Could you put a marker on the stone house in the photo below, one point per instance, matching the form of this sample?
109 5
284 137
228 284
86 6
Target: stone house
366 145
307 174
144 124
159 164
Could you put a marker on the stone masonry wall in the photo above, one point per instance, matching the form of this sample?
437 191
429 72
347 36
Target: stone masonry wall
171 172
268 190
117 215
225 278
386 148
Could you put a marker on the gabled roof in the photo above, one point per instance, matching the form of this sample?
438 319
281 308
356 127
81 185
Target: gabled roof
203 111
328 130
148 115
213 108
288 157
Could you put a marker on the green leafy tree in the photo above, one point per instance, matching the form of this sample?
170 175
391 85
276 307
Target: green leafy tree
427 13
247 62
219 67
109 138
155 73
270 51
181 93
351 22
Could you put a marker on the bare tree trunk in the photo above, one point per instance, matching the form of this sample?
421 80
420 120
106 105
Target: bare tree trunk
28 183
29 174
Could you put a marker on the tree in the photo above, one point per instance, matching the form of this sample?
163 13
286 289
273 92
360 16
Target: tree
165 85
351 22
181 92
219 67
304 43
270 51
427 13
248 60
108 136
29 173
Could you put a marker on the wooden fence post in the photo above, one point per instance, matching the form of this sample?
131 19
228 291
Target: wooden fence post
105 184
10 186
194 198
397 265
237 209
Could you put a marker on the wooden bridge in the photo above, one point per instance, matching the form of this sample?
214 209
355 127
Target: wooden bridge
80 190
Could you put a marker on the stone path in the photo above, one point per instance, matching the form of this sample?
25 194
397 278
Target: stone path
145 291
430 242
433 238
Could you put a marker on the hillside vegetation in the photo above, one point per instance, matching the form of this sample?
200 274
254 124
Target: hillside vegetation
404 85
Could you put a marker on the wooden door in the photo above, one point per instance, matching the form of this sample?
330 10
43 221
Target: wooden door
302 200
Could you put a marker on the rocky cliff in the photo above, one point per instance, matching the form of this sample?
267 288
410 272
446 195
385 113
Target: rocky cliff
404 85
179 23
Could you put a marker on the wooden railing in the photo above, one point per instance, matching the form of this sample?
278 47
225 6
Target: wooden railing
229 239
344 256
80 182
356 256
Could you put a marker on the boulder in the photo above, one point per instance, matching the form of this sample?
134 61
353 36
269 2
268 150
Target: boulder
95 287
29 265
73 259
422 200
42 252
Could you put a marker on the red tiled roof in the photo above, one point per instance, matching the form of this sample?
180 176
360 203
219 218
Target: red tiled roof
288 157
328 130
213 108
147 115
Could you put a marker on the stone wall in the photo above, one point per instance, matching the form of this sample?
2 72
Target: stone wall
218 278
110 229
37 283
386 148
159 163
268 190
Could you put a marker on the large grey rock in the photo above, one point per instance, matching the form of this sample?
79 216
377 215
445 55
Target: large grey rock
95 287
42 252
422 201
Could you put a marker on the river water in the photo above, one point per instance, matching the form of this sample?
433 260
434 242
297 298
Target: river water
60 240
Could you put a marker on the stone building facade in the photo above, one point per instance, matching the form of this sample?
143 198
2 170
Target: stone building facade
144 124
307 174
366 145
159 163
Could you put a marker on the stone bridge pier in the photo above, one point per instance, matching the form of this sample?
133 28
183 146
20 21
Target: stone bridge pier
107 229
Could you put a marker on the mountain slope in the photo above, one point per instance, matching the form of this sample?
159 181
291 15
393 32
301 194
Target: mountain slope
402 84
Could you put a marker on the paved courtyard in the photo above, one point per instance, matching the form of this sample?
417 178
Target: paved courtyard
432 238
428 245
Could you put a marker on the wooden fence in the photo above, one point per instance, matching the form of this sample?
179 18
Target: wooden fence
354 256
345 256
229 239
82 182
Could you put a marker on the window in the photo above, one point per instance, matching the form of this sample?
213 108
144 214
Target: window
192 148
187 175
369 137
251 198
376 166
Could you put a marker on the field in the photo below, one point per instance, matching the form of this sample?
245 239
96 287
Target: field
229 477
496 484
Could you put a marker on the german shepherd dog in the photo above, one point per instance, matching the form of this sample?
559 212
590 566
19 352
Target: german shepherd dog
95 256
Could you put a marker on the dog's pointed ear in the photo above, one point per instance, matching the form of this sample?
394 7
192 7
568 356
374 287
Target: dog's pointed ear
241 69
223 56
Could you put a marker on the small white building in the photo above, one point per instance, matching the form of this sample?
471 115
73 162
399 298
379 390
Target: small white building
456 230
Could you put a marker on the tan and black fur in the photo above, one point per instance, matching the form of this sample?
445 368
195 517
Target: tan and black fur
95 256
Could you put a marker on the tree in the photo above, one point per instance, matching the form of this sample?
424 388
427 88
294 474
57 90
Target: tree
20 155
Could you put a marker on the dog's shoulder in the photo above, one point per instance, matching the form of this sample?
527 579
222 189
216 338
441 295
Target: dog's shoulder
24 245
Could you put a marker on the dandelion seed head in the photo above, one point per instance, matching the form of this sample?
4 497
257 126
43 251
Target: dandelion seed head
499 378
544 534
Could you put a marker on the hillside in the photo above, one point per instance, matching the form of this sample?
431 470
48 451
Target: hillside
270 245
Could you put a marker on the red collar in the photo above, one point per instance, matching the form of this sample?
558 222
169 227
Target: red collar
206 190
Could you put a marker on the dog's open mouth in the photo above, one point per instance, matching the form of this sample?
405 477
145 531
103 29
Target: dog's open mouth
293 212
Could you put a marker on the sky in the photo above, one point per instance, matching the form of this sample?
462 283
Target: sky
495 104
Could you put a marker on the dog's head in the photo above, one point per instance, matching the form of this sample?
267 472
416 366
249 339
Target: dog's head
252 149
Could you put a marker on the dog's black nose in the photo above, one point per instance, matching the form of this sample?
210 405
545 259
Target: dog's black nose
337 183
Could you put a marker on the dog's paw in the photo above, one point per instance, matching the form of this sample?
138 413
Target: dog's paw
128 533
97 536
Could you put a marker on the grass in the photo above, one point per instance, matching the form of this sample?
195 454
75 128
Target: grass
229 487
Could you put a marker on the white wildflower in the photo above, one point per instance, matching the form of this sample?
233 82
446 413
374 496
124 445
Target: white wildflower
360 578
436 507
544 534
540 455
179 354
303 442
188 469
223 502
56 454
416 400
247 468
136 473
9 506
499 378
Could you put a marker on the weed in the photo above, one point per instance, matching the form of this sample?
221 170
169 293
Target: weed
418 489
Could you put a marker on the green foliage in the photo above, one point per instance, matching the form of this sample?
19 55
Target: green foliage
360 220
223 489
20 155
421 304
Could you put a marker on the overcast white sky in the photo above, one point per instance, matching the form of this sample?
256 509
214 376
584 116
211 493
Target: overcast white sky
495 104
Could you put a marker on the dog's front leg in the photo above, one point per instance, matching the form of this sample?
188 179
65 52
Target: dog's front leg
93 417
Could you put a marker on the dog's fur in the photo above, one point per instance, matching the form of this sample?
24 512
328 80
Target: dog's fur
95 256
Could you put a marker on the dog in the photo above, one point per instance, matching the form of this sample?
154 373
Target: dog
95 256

..........

*WHAT TO WORK ON*. Reproduce each entry above character for character.

*ANSWER BELOW*.
Could you put a marker on the stone house in the photo below, one point per instance, matching the form of this sample?
109 5
284 137
228 284
86 6
Target: stone house
366 145
307 174
144 124
159 164
Could you put a marker on the stone masonry wall in the photo above, one point per instance, matching the form of this sample?
437 191
429 72
347 36
Target: stone masonry wall
171 172
268 190
117 215
225 278
386 148
Could you put a marker on the gabled roof in the photo above, one point per instance, matching the form of this sample?
438 319
281 308
356 127
81 185
Target: gabled roof
203 111
328 130
148 115
213 108
288 157
Could you put a marker on the green leafy tree in the photo above, one point per instance, matching the form of this sample?
170 175
391 85
276 307
Target: green leafy tree
427 13
247 62
219 67
109 138
155 73
270 51
181 93
351 22
Could you put a marker on the bare tree trunk in the photo above, one point per instance, matching the form of this sample?
421 80
420 120
106 105
Target: bare tree trunk
28 183
29 174
Could you put a marker on the tree in the photo above, one point per instance, matching the form of this sample?
163 13
286 289
273 92
360 16
Target: tree
165 85
351 22
181 92
219 67
304 43
270 51
427 13
248 60
108 136
29 173
Could you put a marker on the wooden fence post in the photo above, one point per instance, matching the form of this sample?
131 19
228 291
Target: wooden fence post
105 184
10 186
194 198
397 265
237 209
Could you put a marker on the wooden bridge in the photo above, one point per instance, matching the form of this sample?
214 209
355 127
Target: wooden bridge
80 190
Could you put a marker on the stone path in the photo above, one point per instance, matching the form of this sample?
25 194
397 278
Target: stone path
145 291
430 242
433 238
Could you put a marker on the hillside vegetation in the photo above, one point per instance, matching the form of this sample?
200 274
254 124
Target: hillside vegetation
404 85
Could you put a marker on the wooden door in the photo above, one point per instance, matching the form of this sample?
330 10
43 221
Target: wooden door
302 200
Could you put a marker on the rocky cliff in the photo above, one point per instance, matching the form of this sample?
267 288
410 272
446 195
385 113
Target: rocky cliff
404 85
179 23
Could you put a marker on the wooden railing in the photo above, one point per instance, matching the form of this sample?
278 47
225 6
Target: wooden railing
229 239
344 256
80 182
356 256
Could you put a marker on the boulder in the photo above, one point per instance, matching the form of this sample?
134 61
353 36
269 2
268 150
Target: boulder
95 287
29 265
73 259
422 200
42 252
Could you put a marker on the red tiled roof in the photo above, one point per instance, matching the form of this sample?
180 176
360 203
219 218
Target: red tiled roof
288 157
328 130
213 108
147 115
Could you put a marker on the stone wall in the photo above, one point per instance, matching the form of this sample?
2 72
Target: stone wall
218 278
110 229
37 283
386 148
159 163
268 190
Could you put a marker on the large grey rock in the photo above, one point per instance, matching the form of this sample?
79 216
377 215
445 55
Target: large grey rock
95 287
42 252
422 201
Could you put a marker on the river water in the photo above, one point per instance, matching the form of this sample?
433 260
434 242
297 298
Target: river water
60 240
Could you put a marker on the stone building facade in the photo above, one point per instance, matching the form of this sample?
143 198
2 170
Target: stone building facade
144 124
307 174
366 145
159 163
Could you put a marker on the stone bridge pier in the photo above, one point per instance, matching the form of this sample?
133 28
183 146
20 21
Target: stone bridge pier
107 229
Could you put a marker on the mountain slope in the photo above, one point per instance, matching the form of this sample?
159 181
291 15
393 32
301 194
Target: mountain slope
402 84
Could you put a marker on the paved courtyard in the photo above, one point per instance, matching the form of this sample?
417 178
Target: paved courtyard
432 238
428 245
Could you put a marker on the wooden fence in the photo above, one point per instance, matching the form of this sample?
179 18
Target: wooden fence
354 256
345 256
229 239
82 182
Could you put a marker on the window in the photo above, one point per instance, matching the form of this sample?
213 108
144 214
Target: window
192 148
187 175
369 137
251 198
376 166
Could you put a marker on the field in the photo below, one point per instance, matching the form of this sample?
245 239
96 287
Target: field
229 477
496 484
Could you put a marker on the german shepherd dog in the photo above, one point per instance, matching the form of this sample?
559 212
590 566
19 352
Target: german shepherd dog
95 256
Could you put a marker on the dog's pointed ear in the photo above, one point per instance, matching the form of this sample?
394 7
192 7
568 356
374 287
Target: dog's pointed ear
241 69
223 56
Could you put a marker on the small white building in the photo above, one point per instance, matching the form of this sample?
471 115
73 162
399 298
379 390
Target: small white building
456 230
Could you put a marker on the tan and black fur in the photo above, one point per instance, matching the form of this sample?
445 368
195 517
Target: tan and black fur
95 256
Could you put a marker on the tree in the photo above, one point per instance, matching the form of this sample?
424 388
427 88
294 474
57 90
Target: tree
20 155
Could you put a marker on the dog's shoulder in the photo above, one point per instance, matching the form of this sample?
527 579
222 189
216 338
441 295
Target: dog's shoulder
24 245
Could you put a marker on the dandelion seed head in the photo above, one point per instance, matching the form of this sample?
4 497
257 126
43 251
Target: dandelion seed head
499 378
544 534
Could you put a marker on the hillside in the photo above, one point per instance, matching the form of this sample?
431 470
48 451
Target: hillside
270 245
Could you put a marker on the red collar in the photo above, one point per instance, matching the form of this sample?
558 222
169 227
Target: red collar
206 190
Could you put a marker on the dog's open mouth in the photo above, one point per instance, matching the form of this sample?
405 477
145 531
103 29
Target: dog's open mouth
293 212
Could you put a marker on the sky in the photo above, one point per instance, matching the form of this sample?
462 283
Target: sky
495 104
Could you put a marker on the dog's head in the photo above, one point per instance, matching the form of this sample?
267 472
416 366
249 339
Target: dog's head
252 149
Could you put a marker on the dog's black nose in the photo above, one point per instance, matching the form of this sample?
210 405
545 259
Target: dog's black nose
337 183
Could you put a marker on the dog's paw in the photo above, one point per instance, matching the form of this sample?
138 413
Target: dog's paw
128 533
97 536
Could you put a marker on the grass in the photo above, one point per instance, matching the form of this sample?
195 454
75 128
Target: grass
229 487
Could you put a marker on the white wildflower in the photo above, one point per instance, matching the form of this sample?
233 82
446 413
374 496
124 445
Target: white wildflower
360 578
436 507
544 534
540 455
179 354
303 442
188 469
223 502
56 454
416 400
247 468
136 473
9 506
499 378
Could you put a marker on the weed in the photo above, one point per instance, matching the form of this sample?
221 170
169 293
Target: weed
418 489
Could you put a marker on the green foliage in the photo above, one point per instance, matching the form of this sample?
19 55
Target: green foliage
360 220
223 489
20 155
421 304
Could you put a marker on the overcast white sky in the photo above, one point per instance, matching the form of this sample?
256 509
214 376
584 116
211 493
Target: overcast white sky
495 104
Could you put a marker on the dog's front leg in the photo above, one point per instance, matching the form of this sample?
188 179
65 52
Target: dog's front leg
93 417
Could you put a marker on the dog's fur in the photo above, one point per instance, matching the form of this sample?
24 512
328 80
Target: dog's fur
95 256
Could you put a marker on the dog in the photo above, one point per instance, matching the form of this sample?
154 373
Target: dog
95 256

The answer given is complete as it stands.